• **To do**
Please write out every line of the records below word for word, leaving the pictures out of your answer.

• **Data for the task**
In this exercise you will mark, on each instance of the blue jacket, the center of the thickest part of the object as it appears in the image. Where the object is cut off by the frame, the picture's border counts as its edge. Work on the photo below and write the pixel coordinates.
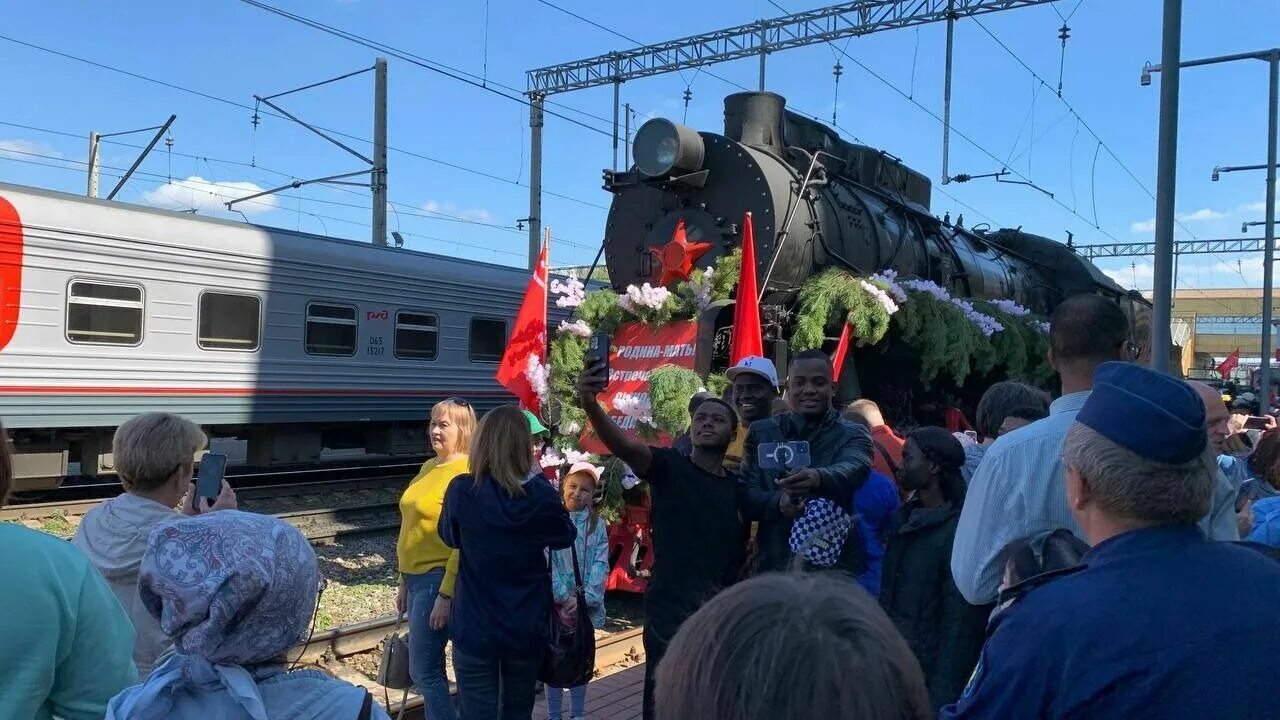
(873, 506)
(301, 695)
(839, 449)
(1157, 623)
(502, 604)
(1266, 522)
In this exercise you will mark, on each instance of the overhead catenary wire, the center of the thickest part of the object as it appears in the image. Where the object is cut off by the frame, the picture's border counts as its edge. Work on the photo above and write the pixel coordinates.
(246, 106)
(1102, 144)
(414, 60)
(403, 208)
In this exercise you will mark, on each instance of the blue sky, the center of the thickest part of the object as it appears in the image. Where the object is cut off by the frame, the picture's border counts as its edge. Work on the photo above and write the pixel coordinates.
(232, 50)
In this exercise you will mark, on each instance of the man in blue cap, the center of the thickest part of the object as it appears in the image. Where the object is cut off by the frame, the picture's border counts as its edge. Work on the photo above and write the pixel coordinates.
(1157, 621)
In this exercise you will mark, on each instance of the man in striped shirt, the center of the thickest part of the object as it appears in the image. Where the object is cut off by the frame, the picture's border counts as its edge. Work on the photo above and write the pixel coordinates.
(1018, 490)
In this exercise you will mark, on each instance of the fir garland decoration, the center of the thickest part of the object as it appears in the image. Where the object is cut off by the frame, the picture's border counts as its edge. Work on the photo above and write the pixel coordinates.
(670, 390)
(860, 302)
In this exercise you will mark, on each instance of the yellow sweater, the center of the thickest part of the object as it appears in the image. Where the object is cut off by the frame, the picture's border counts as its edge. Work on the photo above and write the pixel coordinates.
(419, 548)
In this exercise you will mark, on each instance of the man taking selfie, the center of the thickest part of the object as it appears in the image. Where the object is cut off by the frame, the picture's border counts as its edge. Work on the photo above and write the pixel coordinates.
(698, 532)
(804, 504)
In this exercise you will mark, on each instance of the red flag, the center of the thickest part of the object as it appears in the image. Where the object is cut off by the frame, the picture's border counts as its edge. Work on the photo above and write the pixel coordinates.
(528, 338)
(846, 335)
(746, 309)
(1225, 367)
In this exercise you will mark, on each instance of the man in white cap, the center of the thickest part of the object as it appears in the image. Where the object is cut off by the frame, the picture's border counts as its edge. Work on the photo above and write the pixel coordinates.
(754, 386)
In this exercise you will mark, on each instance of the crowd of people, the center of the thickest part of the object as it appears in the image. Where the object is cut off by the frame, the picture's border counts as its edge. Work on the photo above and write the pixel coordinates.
(1110, 552)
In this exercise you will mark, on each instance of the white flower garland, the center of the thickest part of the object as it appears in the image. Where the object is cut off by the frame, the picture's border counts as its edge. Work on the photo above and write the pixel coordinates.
(536, 373)
(880, 295)
(571, 292)
(643, 296)
(577, 327)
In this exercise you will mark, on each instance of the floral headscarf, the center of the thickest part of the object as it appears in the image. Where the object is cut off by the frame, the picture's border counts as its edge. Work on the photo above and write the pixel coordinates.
(231, 589)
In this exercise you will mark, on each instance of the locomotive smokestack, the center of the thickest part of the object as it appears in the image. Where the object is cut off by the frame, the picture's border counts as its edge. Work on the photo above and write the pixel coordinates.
(755, 119)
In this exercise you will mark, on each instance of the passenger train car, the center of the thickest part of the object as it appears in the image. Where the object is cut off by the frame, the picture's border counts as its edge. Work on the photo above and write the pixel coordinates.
(292, 341)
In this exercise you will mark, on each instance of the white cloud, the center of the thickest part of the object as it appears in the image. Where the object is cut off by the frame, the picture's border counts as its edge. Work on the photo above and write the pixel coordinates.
(449, 209)
(1141, 273)
(1201, 215)
(1247, 270)
(202, 195)
(21, 149)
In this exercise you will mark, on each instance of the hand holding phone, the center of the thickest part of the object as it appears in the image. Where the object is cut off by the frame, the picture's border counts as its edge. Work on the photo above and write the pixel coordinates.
(1260, 423)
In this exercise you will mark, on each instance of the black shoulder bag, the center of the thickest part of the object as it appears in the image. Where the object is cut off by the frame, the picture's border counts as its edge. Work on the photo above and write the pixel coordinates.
(570, 657)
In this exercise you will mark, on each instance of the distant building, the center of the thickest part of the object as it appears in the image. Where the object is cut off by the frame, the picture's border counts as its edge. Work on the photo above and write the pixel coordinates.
(1210, 324)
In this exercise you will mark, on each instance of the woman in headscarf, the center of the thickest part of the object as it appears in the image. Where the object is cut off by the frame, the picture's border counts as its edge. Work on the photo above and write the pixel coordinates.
(234, 591)
(65, 643)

• **Reply to the exercise**
In this exercise you will mark, on each instance of the blue jacket, the center of the thickest part of the object as it appears in the image. Where the object is cut off by the frame, the picture's border counts as its edge. Work on the photo below and write the pixel coordinates.
(873, 506)
(301, 695)
(839, 449)
(1157, 623)
(502, 604)
(1266, 522)
In this exercise you will mark, on each instance of the overhead catenary wire, the center of the thickest part of the object as it appears in the image. Where the object is cut off by the frame, the picture's border counts as its edge. Work on the photo above and write the pixel coordinates.
(246, 106)
(1102, 144)
(414, 60)
(403, 208)
In this exercise you will mark, on each instance of the blue sky, the center of the thickest part of the object as it appears in the image. Where the object is cut off by the frame, the picture's border counts as its edge. Work on the photo above and write the pixel coordinates.
(232, 50)
In this exercise you will mark, on each instance of the man in blue cap, the center of the thickest part of the object as it appears in the image. Where the object is cut off by the frame, the picture's border counts as its edge. Work on the photo above and write the pixel coordinates.
(1157, 621)
In this exercise you will mark, on each instance of the man in striped shirt, the center of the thickest part of the object as it appears in the image. Where the object is cut off by the frame, the picture's border counts as its edge. Work on the photo above and write the pixel coordinates.
(1018, 490)
In this exercise you will mark, on each instance of the fir garland decoration, the center of the thickest part of the object as it appears in the image. Where the object is cut off by the frame, the picture's border counts as its edge. Work on the photo above and write the pixel coordinates.
(670, 390)
(860, 302)
In this exercise you will mark, on each instance of the yellow sweater, the center of the thickest part of the object as it appears in the image. Where the object is cut off by the frame, the picture's border counts as its edge. Work on the photo above and write the pixel coordinates.
(419, 548)
In this exercise you will mark, on each instance of the man taking selfie, the center of the thickest part of the object as it appears in the image. Where the object is cut off by the frame, the picture's border counts as its edge. Work on the photo above and write the pixel coordinates.
(698, 532)
(804, 504)
In this exercise you will mark, on each instance of the red flag, the center of the thickest part of the object as it appears in the image. Where the object is cut off by the frame, the picture's border counts as its edge. Work on the photo above and write the pixel coordinates.
(528, 338)
(846, 335)
(746, 309)
(1225, 367)
In this exercise you will mark, on each instance of the man in white cap, the center of the thickest part of the object as it appears in the image. Where the object is cut off by the frame, the picture's border counts as its edge. Work on the photo above and write the pixel coordinates.
(754, 386)
In this exercise you will mark, on each instance of the crowd of people, the center of the thickest part of the object as it appears in the image. Where the object is cut off by the frame, the picture's border counts as its edge. Work on the photo above and write the pixel coordinates.
(1110, 552)
In this exercise you will mark, on each instance of the white flower garland, the center of the thickest part of the object as it appears in the image. Where the object is cut off by the frame, the picture's border counts as its edge. Work on the photo above and write the pixel coordinates.
(536, 373)
(880, 295)
(571, 292)
(643, 296)
(577, 327)
In this exercise you will mark, on each instance of the floral headscarf, the center of the thickest part of the object as it appears in the image. Where the object is cut off by the frame, the picture's border counts as its edge. Work on the photo above and write the pixel coordinates.
(231, 589)
In this exercise you will mark, on each instance of the locomotive smokestack, the center of the thickest part of the object as it appears in the image. Where the object is cut off by the frame, the picture's border counts as its edge. Work on the photo above and write the pixel coordinates.
(755, 119)
In this exercise you will mark, on each instance of the passenger train car, the center of the thickest part of the object as it appears in the image. Where the object is cut off by the frame, the picture's border counts as its edge. Work on the photo above and write the pixel coordinates.
(292, 341)
In this exercise you will mark, on each instance of the white cloud, the center of the thickest part of the object as it appears in the image. Where the object is cut off by the frame, the picture's border counts as its edge. Work on the photo above and write the pixel coordinates.
(449, 209)
(1141, 273)
(1201, 215)
(1247, 270)
(202, 195)
(21, 149)
In this exercise you will mark, on each instance of the hand holding phone, the center of the thickest part of the object as it appears in the image. Where the object is cut off by the frame, the picture's border counts as its edge. Work on the photo above and write the pixel coordinates.
(1260, 423)
In this exercise you will mark, on each instance of the black shoulder bag, the center of the thickest part of the object as it appears in the image. Where the object is cut off by the frame, the picture's border counts as its edge. Work on the photo above and write the pixel coordinates.
(570, 657)
In this exercise you will mark, on each instance of the distant building, the center of the thickest part of the object as it appears in the image. Where the object is cut off by the frame, the picture's border counts as its edge. Work on the photo above and write the pixel coordinates.
(1210, 324)
In this exercise you will mark, on each instance of the woman in headscarf, the center of the thickest part of the object as it appears in the image. Where the object is cut off by the frame, the picture's border counts as its edge. Work on the photo above and write the pixel coordinates.
(234, 591)
(65, 643)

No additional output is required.